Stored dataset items
■ ■ ■ ■ ■

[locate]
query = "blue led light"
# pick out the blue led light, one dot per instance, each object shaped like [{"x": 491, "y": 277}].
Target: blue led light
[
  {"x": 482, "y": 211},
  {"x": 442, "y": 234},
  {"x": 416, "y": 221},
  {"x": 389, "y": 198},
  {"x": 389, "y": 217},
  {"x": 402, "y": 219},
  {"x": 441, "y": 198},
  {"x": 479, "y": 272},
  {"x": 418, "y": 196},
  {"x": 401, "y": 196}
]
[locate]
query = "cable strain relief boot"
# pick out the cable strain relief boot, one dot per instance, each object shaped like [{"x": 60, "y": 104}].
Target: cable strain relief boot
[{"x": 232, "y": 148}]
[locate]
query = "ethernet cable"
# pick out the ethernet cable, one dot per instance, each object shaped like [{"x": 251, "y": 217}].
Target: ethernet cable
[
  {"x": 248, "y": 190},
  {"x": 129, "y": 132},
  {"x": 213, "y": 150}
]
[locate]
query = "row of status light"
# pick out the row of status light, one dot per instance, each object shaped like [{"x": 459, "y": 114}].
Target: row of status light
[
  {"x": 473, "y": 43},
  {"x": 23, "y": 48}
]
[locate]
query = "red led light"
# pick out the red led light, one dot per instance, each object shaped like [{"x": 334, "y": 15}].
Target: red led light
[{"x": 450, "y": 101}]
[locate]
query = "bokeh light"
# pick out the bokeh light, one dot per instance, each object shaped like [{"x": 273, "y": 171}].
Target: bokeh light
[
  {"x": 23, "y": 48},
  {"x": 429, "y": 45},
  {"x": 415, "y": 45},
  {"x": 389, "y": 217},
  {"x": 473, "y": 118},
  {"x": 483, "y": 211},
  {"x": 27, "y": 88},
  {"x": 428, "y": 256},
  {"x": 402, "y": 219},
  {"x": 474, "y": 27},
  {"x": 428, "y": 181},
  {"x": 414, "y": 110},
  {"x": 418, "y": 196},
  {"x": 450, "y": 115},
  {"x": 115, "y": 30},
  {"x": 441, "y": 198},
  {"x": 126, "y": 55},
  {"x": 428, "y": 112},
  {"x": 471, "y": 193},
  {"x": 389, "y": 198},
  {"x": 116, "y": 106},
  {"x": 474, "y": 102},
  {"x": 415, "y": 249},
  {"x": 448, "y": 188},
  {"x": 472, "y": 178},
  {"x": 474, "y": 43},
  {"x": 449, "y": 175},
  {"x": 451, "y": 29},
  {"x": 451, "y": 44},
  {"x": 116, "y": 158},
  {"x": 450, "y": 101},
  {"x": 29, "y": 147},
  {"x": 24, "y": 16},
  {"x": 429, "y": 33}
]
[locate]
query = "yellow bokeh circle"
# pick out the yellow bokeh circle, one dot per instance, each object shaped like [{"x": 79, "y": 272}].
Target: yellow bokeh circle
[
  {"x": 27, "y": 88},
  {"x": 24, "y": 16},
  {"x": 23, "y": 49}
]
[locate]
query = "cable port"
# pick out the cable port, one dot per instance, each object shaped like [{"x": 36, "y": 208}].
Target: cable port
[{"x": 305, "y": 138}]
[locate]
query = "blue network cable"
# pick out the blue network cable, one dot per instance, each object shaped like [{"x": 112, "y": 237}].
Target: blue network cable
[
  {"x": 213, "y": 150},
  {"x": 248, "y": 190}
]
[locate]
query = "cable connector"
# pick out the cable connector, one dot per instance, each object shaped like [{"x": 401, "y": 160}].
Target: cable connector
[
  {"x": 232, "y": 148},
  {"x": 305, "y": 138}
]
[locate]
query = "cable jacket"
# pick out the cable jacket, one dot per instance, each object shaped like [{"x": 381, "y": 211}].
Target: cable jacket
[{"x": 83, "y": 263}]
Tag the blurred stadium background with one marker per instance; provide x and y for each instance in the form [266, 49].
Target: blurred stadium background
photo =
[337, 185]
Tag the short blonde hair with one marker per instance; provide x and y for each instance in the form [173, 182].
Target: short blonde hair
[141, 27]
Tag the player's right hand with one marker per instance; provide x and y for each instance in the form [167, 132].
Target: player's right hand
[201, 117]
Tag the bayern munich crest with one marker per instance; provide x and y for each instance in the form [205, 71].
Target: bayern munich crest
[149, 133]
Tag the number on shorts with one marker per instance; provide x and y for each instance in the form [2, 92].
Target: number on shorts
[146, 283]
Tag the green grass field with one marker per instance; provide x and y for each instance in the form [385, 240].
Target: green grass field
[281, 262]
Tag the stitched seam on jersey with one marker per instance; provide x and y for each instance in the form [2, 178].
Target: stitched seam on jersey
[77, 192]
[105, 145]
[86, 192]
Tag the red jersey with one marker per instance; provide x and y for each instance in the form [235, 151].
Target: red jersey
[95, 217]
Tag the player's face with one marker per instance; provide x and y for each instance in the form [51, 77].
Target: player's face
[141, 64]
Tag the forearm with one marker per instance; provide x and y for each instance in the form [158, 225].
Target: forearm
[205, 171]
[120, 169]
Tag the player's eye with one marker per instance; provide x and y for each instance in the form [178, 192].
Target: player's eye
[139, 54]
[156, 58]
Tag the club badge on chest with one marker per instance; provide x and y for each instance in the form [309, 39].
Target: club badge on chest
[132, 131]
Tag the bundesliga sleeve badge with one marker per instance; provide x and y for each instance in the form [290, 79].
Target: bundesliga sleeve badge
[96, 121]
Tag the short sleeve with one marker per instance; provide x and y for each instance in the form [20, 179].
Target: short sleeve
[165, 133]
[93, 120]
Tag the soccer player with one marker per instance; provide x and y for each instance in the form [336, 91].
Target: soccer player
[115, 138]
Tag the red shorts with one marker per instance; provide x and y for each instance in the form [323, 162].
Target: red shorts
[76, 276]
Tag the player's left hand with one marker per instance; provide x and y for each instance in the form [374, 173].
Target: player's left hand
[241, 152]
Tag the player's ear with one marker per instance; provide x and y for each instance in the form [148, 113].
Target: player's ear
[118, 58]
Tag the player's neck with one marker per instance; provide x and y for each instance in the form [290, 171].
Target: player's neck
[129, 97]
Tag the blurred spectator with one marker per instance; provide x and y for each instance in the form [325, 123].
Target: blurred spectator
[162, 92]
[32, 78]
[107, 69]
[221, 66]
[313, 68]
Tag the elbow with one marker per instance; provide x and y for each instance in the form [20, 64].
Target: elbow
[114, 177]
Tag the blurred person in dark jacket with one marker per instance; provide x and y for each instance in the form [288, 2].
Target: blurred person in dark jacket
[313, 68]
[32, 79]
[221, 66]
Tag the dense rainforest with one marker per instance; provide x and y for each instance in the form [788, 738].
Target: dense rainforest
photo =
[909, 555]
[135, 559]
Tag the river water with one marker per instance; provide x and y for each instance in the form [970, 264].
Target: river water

■ ■ ■ ■ ■

| What to do |
In the records above, find the line containing "Tag the blurred spectator"; please retype it and every line after it through the last line, exactly and with nothing else.

| The reply |
Tag the blurred spectator with one marker per instance; provide x and y for each instance in the form [325, 123].
Target: blurred spectator
[162, 92]
[32, 78]
[107, 69]
[221, 66]
[313, 68]
Tag the elbow with one marker per instance; provide x and y for each instance in the form [20, 64].
Target: elbow
[114, 177]
Tag the blurred person in dark jacket with one marker per instance; provide x and y for each instance in the form [288, 2].
Target: blurred person in dark jacket
[313, 68]
[32, 79]
[221, 66]
Tag the dense rainforest with one marker per instance; provide x and y for each instance in the form [788, 738].
Target: dense rainforest
photo =
[909, 555]
[135, 559]
Tag the river water with one marker per instance; provide x and y for each instance in the form [970, 264].
Target: river water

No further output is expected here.